## RECORD EXTRACTS
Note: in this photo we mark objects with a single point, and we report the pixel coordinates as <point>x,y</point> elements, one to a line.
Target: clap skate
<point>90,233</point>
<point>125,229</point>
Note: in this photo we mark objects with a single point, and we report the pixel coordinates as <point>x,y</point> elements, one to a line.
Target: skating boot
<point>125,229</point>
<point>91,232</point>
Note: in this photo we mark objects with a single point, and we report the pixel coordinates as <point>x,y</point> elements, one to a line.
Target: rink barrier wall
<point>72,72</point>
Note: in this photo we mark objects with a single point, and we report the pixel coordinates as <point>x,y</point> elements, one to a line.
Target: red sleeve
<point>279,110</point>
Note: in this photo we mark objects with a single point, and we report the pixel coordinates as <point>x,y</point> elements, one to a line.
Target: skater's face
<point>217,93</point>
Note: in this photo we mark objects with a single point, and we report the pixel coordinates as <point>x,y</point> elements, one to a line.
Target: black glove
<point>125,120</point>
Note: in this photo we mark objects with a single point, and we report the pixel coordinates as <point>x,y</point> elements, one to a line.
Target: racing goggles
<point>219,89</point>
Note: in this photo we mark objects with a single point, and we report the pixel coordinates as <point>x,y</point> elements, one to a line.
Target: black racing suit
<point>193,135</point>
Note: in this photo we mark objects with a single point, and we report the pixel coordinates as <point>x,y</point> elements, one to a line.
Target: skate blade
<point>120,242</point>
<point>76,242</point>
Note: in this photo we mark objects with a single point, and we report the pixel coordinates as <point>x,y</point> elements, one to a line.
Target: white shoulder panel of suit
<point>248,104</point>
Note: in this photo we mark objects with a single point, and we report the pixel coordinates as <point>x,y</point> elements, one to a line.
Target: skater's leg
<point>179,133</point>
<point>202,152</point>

## PROBLEM DETAILS
Can you format every line of the items above as a numbered list, leaving out any blank lines?

## SOLUTION TO THIS PROBLEM
1. Note: in this photo we mark objects with a single point, and we report the pixel coordinates as <point>x,y</point> elements, one to a line.
2. Target: clap skate
3. <point>90,233</point>
4. <point>125,229</point>
5. Note: in this photo we mark objects with a single point, and we report the pixel coordinates as <point>x,y</point> elements, one to a line.
6. Target: skating boot
7. <point>125,229</point>
8. <point>91,232</point>
9. Note: in this photo we mark objects with a single point, and we report the pixel coordinates as <point>x,y</point> elements, one to a line.
10. Target: rink barrier wall
11. <point>72,72</point>
12. Note: in this photo we mark objects with a single point, and we report the pixel coordinates as <point>x,y</point> elements, one to a line.
13. Target: red sleeve
14. <point>279,110</point>
15. Note: in this photo we mark objects with a single point, and we report the pixel coordinates as <point>x,y</point> elements, one to a line.
16. Target: skater's face
17. <point>217,93</point>
18. Note: in this photo we mark objects with a single point, and we report the pixel coordinates as <point>x,y</point> elements, one to a line.
19. Target: black glove
20. <point>125,120</point>
21. Note: in this photo we mark objects with a single point, and we report the pixel coordinates as <point>x,y</point> elements, one to a line.
22. Target: racing goggles
23. <point>219,89</point>
24. Note: in this photo we mark objects with a single point, and we report the pixel coordinates as <point>x,y</point> elements, one to a line.
25. Target: black racing suit
26. <point>193,135</point>
27. Note: in this photo we mark objects with a single point, and we report the pixel coordinates as <point>x,y</point> elements, one to a line.
28. Target: skate blade
29. <point>120,242</point>
30. <point>76,242</point>
31. Note: in this photo we mark objects with a single point, and we report the pixel coordinates as <point>x,y</point> elements, one to a line.
32. Target: white shoulder panel of suit
33. <point>248,104</point>
34. Note: in this photo we mark objects with a single point, and we report the pixel coordinates as <point>x,y</point> elements, one to a line.
35. Target: skater's leg
36. <point>179,133</point>
37. <point>202,152</point>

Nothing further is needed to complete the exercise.